What you are asked to do:
Write out exactly the lines below that run from the one containing "try to find the woman's" through the one containing "try to find the thumb", both included, with no other lines.

Data in this exercise:
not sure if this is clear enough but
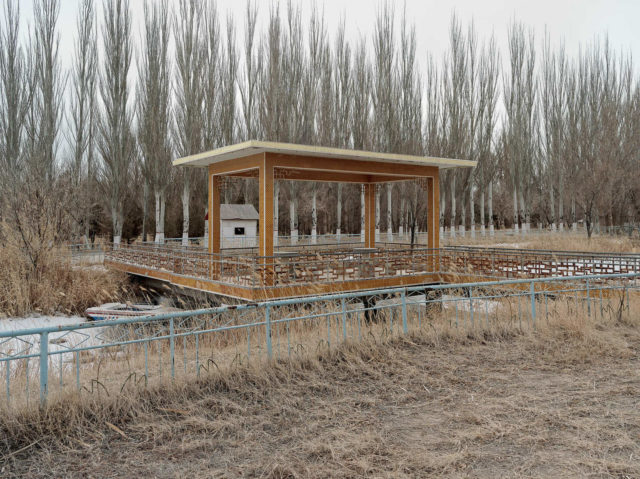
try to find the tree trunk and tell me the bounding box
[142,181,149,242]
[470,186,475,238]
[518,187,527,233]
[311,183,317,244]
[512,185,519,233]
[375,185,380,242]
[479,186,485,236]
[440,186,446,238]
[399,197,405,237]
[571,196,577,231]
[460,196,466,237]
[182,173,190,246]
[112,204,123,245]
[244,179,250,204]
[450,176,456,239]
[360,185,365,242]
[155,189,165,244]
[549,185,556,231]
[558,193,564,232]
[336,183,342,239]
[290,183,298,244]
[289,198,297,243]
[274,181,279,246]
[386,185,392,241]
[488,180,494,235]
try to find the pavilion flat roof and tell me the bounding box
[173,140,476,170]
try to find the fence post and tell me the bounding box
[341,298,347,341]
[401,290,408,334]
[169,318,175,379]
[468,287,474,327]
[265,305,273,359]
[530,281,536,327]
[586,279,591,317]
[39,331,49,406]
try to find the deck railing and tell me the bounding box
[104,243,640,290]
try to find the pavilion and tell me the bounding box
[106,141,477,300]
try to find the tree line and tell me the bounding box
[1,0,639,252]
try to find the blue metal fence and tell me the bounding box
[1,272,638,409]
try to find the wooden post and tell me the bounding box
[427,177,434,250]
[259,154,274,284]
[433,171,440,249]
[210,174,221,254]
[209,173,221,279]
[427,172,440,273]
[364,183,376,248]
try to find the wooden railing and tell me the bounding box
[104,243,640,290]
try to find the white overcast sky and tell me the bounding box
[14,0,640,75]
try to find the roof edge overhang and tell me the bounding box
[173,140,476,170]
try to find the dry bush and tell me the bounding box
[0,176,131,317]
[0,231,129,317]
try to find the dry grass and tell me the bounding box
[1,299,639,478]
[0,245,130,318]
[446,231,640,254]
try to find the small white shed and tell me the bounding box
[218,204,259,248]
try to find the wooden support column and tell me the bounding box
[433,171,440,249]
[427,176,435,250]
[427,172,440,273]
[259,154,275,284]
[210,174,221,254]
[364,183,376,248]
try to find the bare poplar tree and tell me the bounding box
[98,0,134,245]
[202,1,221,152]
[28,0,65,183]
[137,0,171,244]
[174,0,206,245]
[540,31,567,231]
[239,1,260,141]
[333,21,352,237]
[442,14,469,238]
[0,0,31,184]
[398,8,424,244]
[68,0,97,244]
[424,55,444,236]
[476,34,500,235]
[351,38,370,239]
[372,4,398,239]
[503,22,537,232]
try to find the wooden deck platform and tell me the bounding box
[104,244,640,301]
...
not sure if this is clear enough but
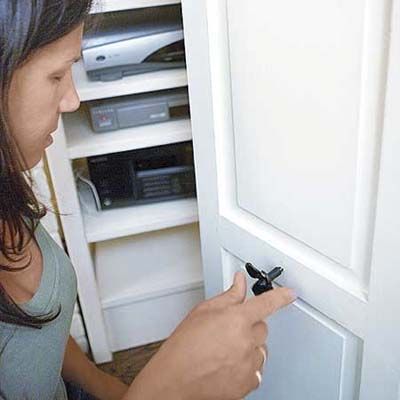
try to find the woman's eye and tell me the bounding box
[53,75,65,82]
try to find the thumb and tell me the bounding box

Expected output:
try to find the woman's eye and tell me the bounding box
[53,75,65,82]
try to find the thumb and tell me the bounding box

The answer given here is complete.